[WHAT YOU ARE ASKED TO DO]:
Give back the full listing, character for character, with no pictures.

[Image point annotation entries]
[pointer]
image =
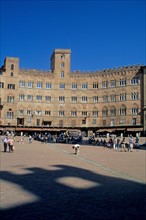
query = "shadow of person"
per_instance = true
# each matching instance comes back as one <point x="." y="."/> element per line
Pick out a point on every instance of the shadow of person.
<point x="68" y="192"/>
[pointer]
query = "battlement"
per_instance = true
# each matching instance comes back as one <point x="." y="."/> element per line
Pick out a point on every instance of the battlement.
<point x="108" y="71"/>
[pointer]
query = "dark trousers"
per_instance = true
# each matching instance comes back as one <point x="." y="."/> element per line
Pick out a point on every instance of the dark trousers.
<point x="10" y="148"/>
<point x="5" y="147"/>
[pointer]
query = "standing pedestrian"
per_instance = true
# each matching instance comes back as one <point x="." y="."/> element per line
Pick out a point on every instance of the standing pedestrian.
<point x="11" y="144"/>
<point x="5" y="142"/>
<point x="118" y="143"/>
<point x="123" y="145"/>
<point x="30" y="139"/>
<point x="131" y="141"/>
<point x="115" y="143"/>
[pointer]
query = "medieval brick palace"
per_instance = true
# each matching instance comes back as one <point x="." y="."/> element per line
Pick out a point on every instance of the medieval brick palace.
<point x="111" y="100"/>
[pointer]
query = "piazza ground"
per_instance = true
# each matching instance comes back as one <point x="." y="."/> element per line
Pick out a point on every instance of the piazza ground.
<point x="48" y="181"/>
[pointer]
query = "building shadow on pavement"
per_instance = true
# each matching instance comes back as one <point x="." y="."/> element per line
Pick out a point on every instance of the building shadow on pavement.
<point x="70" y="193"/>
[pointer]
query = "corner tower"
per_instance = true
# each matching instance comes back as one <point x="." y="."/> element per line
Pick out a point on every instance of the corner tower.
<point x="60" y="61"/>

[FINISHED EXERCISE]:
[pointer]
image =
query = "shadow of person"
per_instance = true
# each matching instance comes back as one <point x="." y="."/> element per line
Pick out a point on every instance of the shadow of person.
<point x="68" y="192"/>
[pointer]
query = "battlement"
per_instance = true
# each matching instance comes back as one <point x="." y="."/> element per line
Pick out a point on every instance of the battlement.
<point x="108" y="71"/>
[pointer]
query = "dark trousers"
per_instance = true
# each matching instance comes back as one <point x="." y="."/> element per line
Pick out a point on every instance of the dark trousers.
<point x="10" y="148"/>
<point x="5" y="147"/>
[pointer]
query = "standing pedestrian"
per_instance = true
# each matching instance comes back as one <point x="." y="."/> element per line
Pick out a point on every instance of the standing pedestrian.
<point x="11" y="144"/>
<point x="5" y="142"/>
<point x="118" y="143"/>
<point x="123" y="145"/>
<point x="30" y="139"/>
<point x="131" y="141"/>
<point x="115" y="143"/>
[pointer]
query = "medieval brick palace"
per_instance = true
# each matching instance comes back as one <point x="." y="."/> element per line
Pick out a point on every instance of the medieval brick palace.
<point x="111" y="100"/>
[pointer]
query = "piazza ground"
per_instance = true
# each matching instance comes back as one <point x="." y="."/> element per line
Pick out a point on every instance of the piazza ground.
<point x="48" y="181"/>
[pointer]
query = "building shadow on pavement"
per_instance = true
# each matching instance comes back as one <point x="." y="."/> element per line
Pick out a point on every instance of the building shadow on pavement.
<point x="70" y="193"/>
[pointer]
query = "corner tower"
per_instance = true
# each matching instance comes back as one <point x="." y="."/> element per line
Pick out a point on every instance of the corner tower.
<point x="60" y="61"/>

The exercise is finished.